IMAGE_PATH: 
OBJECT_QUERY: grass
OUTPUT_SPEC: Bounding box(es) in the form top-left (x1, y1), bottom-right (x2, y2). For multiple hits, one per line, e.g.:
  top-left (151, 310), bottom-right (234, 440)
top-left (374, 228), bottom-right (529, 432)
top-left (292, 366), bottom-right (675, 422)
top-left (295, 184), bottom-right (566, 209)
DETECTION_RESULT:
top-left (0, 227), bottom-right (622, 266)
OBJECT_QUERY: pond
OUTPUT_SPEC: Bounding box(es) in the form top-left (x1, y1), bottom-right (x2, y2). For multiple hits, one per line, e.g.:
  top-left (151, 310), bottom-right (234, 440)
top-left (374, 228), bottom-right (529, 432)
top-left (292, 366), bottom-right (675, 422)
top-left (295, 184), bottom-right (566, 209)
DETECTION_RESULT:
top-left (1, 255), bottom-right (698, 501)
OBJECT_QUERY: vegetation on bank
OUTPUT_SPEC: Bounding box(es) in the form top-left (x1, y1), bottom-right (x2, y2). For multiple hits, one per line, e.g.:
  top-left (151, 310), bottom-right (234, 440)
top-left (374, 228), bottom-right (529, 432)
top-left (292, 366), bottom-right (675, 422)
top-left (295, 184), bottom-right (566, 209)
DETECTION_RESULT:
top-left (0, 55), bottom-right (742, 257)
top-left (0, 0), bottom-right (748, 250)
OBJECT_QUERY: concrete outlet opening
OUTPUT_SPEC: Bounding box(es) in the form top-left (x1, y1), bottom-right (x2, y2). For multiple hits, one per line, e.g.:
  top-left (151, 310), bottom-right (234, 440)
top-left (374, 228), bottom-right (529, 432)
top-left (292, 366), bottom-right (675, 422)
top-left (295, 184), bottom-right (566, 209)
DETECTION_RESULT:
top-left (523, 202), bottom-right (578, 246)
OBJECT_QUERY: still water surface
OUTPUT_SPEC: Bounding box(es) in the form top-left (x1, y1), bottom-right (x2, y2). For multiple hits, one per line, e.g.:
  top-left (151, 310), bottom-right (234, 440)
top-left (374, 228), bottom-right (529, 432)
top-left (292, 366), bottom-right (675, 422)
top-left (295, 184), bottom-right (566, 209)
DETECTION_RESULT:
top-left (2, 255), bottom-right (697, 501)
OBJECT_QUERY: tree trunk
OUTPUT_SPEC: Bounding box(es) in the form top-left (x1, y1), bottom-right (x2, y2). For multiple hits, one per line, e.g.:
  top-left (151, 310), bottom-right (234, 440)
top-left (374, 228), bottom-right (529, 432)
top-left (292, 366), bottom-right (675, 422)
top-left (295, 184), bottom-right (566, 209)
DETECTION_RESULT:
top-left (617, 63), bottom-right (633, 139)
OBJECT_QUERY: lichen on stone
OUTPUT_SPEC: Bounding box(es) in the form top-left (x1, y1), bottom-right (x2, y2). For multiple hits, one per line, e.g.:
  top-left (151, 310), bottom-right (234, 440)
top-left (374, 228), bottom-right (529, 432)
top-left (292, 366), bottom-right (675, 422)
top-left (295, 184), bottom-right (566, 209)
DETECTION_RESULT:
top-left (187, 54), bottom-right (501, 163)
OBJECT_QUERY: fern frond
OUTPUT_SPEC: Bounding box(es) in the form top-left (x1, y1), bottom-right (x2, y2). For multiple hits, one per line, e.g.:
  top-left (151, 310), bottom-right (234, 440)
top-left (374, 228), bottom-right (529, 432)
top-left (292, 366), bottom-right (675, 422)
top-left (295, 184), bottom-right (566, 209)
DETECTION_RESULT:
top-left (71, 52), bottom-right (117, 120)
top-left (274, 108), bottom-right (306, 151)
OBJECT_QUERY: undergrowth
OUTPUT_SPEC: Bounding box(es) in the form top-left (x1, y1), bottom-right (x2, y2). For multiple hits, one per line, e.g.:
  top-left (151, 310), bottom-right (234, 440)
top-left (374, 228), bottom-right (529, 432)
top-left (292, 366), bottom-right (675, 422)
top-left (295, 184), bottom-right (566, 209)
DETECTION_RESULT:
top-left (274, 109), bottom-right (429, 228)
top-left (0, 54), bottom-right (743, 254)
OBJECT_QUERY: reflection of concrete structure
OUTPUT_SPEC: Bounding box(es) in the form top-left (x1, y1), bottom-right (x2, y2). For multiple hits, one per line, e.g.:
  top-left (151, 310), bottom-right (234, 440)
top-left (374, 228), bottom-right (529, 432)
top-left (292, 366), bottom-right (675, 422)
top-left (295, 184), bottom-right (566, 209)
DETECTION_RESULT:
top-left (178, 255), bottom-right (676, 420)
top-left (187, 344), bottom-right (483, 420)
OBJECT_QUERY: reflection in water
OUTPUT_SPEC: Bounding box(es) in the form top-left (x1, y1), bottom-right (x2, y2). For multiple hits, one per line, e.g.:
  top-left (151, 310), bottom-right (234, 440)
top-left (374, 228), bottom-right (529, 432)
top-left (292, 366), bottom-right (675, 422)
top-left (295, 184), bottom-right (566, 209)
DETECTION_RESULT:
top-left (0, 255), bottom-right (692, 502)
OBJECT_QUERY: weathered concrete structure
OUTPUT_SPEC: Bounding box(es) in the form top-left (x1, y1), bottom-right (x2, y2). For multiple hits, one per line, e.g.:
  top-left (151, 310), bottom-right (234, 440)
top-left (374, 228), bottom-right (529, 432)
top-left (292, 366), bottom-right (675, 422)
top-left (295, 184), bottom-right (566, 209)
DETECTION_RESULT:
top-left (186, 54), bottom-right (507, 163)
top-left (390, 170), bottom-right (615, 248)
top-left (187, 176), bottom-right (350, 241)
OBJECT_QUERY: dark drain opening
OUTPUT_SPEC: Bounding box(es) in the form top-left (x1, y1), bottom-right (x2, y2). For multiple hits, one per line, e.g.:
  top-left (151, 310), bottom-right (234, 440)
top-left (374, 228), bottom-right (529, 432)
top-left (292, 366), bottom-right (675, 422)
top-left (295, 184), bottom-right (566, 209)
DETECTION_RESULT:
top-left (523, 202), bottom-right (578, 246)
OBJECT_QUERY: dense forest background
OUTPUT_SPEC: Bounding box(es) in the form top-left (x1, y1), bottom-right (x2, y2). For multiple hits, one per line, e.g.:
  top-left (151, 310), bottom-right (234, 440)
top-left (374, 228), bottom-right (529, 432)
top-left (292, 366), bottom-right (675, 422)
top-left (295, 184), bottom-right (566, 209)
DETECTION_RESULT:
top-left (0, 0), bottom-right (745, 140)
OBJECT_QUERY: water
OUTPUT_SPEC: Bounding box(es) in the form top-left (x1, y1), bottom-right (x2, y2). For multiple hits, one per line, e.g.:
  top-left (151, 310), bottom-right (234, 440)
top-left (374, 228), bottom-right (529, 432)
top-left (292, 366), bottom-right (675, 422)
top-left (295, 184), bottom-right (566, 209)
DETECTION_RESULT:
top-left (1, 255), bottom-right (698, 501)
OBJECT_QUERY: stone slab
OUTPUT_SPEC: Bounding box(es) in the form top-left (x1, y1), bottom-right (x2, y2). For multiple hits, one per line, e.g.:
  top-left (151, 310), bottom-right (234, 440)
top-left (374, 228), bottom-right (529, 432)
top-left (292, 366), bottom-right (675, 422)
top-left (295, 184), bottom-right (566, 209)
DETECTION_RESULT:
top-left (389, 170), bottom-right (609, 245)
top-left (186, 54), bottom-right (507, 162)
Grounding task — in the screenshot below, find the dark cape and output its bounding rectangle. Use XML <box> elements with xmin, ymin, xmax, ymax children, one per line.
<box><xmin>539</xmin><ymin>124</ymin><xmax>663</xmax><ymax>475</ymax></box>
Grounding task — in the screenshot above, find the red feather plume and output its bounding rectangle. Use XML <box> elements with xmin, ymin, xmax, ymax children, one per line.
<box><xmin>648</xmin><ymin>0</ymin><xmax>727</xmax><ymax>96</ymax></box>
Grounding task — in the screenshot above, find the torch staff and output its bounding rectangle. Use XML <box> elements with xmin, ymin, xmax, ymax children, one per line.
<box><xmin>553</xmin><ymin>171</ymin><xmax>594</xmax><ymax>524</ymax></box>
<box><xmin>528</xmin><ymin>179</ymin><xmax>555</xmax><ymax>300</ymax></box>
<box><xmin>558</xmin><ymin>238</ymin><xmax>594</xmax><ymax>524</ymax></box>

════════════════════

## Requirements:
Copy out the lines above word for word, beginning at the line that has "OBJECT_QUERY: tree trunk" and stopping after the line that has "top-left (617, 63), bottom-right (633, 139)".

## Solution:
OBJECT_QUERY: tree trunk
OUTPUT_SPEC: Bounding box(es) in the form top-left (x1, y1), bottom-right (x2, y2). For multiple hits, one per line, e.g.:
  top-left (151, 310), bottom-right (234, 440)
top-left (374, 228), bottom-right (529, 432)
top-left (292, 366), bottom-right (675, 422)
top-left (295, 184), bottom-right (566, 209)
DETECTION_RESULT:
top-left (617, 63), bottom-right (633, 139)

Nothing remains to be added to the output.